▸ Document extract:
# # # #

Today I went to Clissold Leisure Centre, which is run by Greenwich Leisure Ltd (a charitable social enterprise, whatever that is) but paid for by Hackney and its citizens, writes Helen Mackintosh.

In many ways it is a great place with good facilities and an excellent café, and it’s great it exists. But staff, who are extremely personable and helpful, seem deprived of initiative, which is certain to be the fault of central management.

When you want to make a comment/complaint, you are told glumly to contact “head office” as it is “the only way to get any change”. There is no suggestions box.

My main problem today is that just as the rest of the world is learning to give up plastic, this morning, arriving to go into the pool changing area, we are suddenly handed blue plastic covers to put over our shoes. There are bins to put them in when we leave from where they will doubtless go for landfill or to pollute the seas.

If it has suddenly been decided that hygiene is a priority, why no signs to explain, and why this plastic? Just ask users to take off outdoor footwear before entering the changing area. We are going to be doing so in two minutes in any case. If Greenwich Leisure would like to know why this is so important, I’ll lend them my Blue Planet DVDs!

So how about thinking through new policies more carefully and maybe actively asking users what they think? How about a suggestions box and a board where management post their responses, and the name and e-mail of the local manager? But none of that will be any use if staff are not given the support, encouragement and means to respond to their users and to make their own good decisions.

Following two cancelled start dates by Keepmoat Regenaration (July 12 and July 28) for a kitchen refurbishment, and the inconvenience caused to me by unnecessarily emptying my kitchen twice, I complained to Hackney Council writes William Shellito.

Following the outcome of a meeting with Keepmoat Regeneration, and a Hackney Council representative, I accepted an apology from Keepmoat Regeneration, and a promise of compensation for the stress they had caused me – as yet, no compensation has been offered or paid to me. Having completed my kitchen, I was glad to be rid of the builders – or so I thought.

Being a disabled 72-year-old male with mental health issues, and increasing difficulty in bathing, I was then assessed and granted permission by an occupational therapist for a power shower and grab rail to be fitted at my address. Unfortunately for me, Keepmoat Regeneration was assigned the job.

Having stated in a letter that a power shower would be fitted on February 2, I assumed Keepmoat Regeneration would this time be more sensitive to my needs and the installation would take one or two days to complete. But on the first day, operatives, having only worked two hours, left for the day. There were six hours left in the day, yet no one returned to continue the work.

The same pattern of showing up for two hours and then leaving continued up to February 9. To add salt to the wound, the builder was carrying out refurbishments in my small block, yet cannot find the time to complete my work.

This meant I could not bathe as I want to, make hospital appointments or go shopping for fear they turned up when I was not there. I have spoken with my Keepmoat Regeneration’s residential liaison officer, and asked why I was not given a completion date, and why the work was/is taking so long but have not been given a satisfactory answer, only platitudes.

# # # #

▸ What you have to do:
From the complaint letters, list each calendar date that appears. The records that follow are independent material with no connection to the complaint letters.

# # # #

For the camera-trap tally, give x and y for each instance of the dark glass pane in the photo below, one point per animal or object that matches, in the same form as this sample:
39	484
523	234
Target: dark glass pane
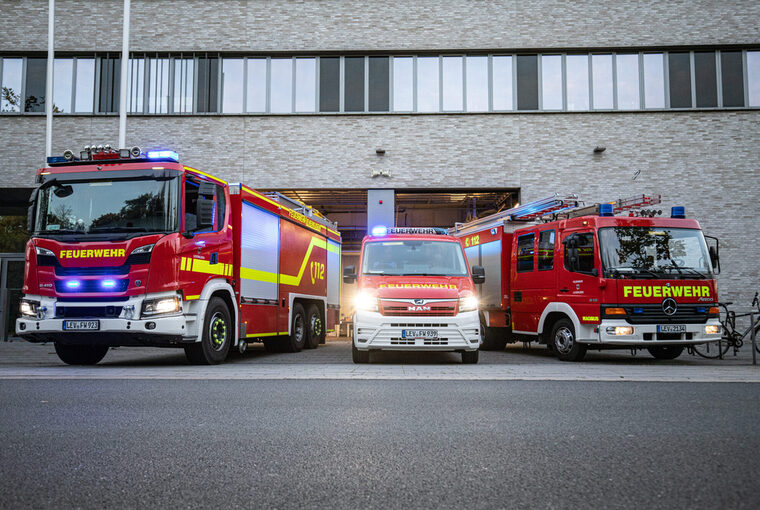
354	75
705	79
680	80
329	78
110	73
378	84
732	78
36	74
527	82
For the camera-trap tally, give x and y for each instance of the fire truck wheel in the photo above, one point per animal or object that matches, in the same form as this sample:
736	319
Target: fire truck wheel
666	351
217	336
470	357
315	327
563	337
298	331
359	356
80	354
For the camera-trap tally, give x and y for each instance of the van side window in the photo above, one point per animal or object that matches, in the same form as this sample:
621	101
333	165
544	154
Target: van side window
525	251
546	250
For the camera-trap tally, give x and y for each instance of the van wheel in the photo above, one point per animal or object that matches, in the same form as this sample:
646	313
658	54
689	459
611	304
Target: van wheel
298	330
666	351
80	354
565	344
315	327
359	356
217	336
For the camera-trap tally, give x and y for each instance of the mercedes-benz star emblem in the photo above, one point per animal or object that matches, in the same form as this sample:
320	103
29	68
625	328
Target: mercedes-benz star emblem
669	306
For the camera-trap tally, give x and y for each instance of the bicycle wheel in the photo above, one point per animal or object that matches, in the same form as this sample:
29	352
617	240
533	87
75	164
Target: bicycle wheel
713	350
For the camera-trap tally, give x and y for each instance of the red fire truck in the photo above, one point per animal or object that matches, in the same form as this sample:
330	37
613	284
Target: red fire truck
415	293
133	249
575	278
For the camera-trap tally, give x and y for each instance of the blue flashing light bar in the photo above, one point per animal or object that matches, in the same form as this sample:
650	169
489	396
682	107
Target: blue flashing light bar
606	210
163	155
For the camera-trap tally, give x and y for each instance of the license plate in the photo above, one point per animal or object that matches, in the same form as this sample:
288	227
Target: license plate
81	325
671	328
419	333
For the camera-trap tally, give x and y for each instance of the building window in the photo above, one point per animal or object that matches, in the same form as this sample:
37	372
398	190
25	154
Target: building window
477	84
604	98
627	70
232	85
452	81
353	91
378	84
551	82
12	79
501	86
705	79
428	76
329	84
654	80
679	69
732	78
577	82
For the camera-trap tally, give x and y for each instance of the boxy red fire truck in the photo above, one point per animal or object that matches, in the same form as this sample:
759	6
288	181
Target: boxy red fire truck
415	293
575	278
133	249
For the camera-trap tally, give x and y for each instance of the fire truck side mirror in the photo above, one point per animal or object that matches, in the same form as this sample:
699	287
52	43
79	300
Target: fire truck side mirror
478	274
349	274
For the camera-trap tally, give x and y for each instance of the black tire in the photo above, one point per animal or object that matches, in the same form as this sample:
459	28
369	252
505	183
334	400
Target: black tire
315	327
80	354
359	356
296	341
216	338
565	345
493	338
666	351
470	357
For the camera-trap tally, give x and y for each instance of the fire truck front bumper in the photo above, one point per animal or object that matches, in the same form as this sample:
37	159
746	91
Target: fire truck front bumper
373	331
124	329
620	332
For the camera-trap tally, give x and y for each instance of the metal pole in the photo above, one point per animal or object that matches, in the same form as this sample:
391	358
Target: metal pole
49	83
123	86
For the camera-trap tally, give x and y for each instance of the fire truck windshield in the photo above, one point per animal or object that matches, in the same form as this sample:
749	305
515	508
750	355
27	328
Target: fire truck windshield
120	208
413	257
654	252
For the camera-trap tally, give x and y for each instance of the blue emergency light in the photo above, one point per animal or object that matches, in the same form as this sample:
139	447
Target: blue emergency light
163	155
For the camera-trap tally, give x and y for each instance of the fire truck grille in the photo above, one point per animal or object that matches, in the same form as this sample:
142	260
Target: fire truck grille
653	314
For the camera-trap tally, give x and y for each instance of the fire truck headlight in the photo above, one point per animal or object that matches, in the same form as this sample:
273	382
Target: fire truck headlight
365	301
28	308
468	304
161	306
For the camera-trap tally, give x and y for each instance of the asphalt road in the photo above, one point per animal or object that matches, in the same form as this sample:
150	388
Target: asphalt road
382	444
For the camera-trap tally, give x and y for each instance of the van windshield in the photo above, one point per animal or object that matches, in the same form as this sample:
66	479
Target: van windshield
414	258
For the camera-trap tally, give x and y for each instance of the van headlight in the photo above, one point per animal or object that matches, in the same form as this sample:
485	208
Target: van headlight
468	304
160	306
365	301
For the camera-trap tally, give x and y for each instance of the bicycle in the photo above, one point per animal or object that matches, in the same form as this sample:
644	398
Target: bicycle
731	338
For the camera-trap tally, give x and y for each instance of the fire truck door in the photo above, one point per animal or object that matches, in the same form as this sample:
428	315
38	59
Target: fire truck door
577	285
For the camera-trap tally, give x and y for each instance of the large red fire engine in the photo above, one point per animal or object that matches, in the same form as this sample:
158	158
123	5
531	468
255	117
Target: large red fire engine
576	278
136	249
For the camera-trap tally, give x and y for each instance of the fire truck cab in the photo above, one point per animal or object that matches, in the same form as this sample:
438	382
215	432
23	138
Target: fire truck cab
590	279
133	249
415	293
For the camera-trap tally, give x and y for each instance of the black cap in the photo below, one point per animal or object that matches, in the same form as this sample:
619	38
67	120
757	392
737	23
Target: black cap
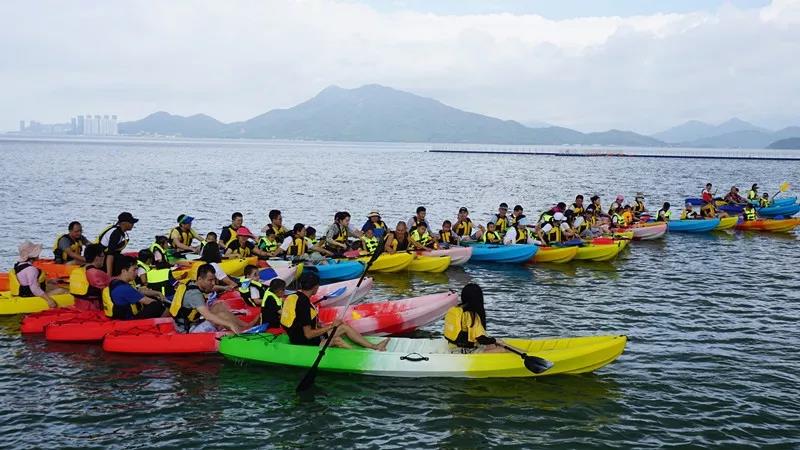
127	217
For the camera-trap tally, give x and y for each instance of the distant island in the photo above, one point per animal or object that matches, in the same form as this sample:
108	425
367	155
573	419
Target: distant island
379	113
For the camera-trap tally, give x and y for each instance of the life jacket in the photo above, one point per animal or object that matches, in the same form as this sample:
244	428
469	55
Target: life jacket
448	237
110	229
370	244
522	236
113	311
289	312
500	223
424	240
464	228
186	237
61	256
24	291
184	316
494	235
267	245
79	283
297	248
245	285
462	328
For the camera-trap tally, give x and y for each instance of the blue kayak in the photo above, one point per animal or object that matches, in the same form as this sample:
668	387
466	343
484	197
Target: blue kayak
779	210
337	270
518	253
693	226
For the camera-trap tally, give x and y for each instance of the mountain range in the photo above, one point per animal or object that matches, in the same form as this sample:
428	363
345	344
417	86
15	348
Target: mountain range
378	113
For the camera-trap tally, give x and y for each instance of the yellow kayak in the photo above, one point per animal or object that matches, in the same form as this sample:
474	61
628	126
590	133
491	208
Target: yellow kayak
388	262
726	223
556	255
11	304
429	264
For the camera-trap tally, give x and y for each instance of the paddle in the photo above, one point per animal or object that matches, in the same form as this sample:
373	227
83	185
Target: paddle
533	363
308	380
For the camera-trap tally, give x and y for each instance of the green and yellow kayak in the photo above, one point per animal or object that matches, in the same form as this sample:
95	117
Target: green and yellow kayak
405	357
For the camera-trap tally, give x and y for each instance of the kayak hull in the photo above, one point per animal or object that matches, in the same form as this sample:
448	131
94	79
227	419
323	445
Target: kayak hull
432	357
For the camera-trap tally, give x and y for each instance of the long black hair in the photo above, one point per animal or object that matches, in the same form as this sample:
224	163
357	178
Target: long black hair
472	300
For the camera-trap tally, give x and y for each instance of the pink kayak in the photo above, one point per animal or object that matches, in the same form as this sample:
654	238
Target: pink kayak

# # # #

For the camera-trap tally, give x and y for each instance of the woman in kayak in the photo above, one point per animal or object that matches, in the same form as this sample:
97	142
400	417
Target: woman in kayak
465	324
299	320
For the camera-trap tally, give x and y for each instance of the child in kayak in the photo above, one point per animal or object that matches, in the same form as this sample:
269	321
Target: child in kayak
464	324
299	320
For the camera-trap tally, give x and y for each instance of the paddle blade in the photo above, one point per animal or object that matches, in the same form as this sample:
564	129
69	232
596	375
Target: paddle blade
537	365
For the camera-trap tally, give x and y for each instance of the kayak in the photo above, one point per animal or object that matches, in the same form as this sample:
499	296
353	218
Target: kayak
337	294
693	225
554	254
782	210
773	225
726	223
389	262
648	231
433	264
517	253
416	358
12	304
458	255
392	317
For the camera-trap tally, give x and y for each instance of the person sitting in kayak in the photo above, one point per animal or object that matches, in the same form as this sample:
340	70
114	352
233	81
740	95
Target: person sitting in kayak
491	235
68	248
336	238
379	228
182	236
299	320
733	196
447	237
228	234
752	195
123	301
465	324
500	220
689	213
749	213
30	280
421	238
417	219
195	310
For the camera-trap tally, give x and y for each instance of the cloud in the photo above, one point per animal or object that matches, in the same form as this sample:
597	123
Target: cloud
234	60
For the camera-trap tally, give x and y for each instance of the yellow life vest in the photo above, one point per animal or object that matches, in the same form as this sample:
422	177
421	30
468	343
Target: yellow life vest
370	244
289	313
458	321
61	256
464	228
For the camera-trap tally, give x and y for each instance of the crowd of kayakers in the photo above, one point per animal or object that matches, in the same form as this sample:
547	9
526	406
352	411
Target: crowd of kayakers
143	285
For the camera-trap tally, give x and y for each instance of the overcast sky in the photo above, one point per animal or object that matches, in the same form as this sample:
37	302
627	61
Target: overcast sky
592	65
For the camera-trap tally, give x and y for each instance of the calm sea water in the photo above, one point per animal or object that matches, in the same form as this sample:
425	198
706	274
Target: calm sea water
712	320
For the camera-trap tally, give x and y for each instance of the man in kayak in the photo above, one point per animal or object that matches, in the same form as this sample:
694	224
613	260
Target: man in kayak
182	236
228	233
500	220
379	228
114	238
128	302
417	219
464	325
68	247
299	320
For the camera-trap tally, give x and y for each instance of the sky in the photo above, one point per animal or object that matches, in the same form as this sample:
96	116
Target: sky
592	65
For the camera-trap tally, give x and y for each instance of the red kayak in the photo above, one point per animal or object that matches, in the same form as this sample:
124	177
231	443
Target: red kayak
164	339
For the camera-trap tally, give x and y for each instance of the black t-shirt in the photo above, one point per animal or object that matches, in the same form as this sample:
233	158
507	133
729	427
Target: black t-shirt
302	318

# # # #

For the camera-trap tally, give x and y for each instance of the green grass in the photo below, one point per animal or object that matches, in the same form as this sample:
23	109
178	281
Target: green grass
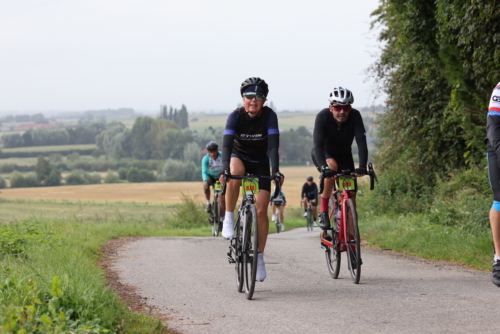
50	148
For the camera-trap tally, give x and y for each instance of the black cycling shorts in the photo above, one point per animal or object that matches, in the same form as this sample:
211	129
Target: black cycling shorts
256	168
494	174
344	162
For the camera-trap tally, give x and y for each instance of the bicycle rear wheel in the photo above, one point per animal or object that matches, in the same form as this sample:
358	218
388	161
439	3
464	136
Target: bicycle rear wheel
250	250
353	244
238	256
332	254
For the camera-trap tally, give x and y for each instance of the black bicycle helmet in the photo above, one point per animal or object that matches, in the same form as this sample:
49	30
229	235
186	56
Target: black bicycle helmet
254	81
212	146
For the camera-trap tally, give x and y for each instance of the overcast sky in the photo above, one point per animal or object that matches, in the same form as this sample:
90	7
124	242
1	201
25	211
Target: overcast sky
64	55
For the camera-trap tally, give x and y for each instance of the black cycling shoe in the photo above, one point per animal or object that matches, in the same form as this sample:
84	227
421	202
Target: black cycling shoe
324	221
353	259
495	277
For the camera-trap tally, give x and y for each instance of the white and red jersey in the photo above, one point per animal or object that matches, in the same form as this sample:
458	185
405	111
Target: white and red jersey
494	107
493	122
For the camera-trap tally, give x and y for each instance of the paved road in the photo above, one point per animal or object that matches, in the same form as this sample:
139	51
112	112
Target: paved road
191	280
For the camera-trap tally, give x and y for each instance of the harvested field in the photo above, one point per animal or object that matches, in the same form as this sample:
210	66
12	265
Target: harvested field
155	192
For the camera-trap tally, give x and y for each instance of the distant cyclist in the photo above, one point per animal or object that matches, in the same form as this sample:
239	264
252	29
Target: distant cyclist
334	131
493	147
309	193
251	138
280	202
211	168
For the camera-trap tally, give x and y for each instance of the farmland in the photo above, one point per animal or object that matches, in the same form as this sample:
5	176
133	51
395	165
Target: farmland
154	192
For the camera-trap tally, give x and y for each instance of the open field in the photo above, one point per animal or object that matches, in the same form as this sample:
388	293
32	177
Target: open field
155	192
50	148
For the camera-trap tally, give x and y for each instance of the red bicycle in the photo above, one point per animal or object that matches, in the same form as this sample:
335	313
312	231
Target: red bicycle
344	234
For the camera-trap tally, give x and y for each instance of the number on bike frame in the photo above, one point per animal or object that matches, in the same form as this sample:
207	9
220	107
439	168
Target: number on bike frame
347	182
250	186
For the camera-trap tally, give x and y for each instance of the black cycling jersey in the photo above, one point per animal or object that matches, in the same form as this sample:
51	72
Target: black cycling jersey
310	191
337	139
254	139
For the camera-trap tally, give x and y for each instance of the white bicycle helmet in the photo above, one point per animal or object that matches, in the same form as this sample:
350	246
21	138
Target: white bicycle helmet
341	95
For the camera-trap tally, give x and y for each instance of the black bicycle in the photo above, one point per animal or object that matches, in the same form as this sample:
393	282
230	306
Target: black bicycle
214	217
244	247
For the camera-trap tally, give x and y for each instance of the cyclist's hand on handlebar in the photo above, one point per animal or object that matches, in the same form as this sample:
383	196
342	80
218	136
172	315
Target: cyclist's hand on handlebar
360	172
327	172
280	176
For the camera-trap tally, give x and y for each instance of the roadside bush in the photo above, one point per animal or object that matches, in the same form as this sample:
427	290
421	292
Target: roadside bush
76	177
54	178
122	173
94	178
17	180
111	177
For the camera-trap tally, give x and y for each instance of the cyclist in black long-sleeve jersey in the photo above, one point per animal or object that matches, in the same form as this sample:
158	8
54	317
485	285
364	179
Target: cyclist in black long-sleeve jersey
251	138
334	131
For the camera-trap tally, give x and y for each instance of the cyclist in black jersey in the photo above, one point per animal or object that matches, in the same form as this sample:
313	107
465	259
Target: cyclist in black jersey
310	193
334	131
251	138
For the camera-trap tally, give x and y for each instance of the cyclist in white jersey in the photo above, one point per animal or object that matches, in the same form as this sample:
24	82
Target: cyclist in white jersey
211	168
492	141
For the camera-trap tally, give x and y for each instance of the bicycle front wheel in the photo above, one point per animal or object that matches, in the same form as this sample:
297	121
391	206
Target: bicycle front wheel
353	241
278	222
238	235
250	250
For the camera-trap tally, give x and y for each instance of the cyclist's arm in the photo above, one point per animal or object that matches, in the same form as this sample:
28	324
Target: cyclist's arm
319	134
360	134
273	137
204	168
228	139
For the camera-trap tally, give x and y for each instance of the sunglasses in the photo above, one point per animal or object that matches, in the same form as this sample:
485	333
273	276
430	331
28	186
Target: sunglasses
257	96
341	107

# # # #

▸ Task answer:
July 12
July 28
February 2
February 9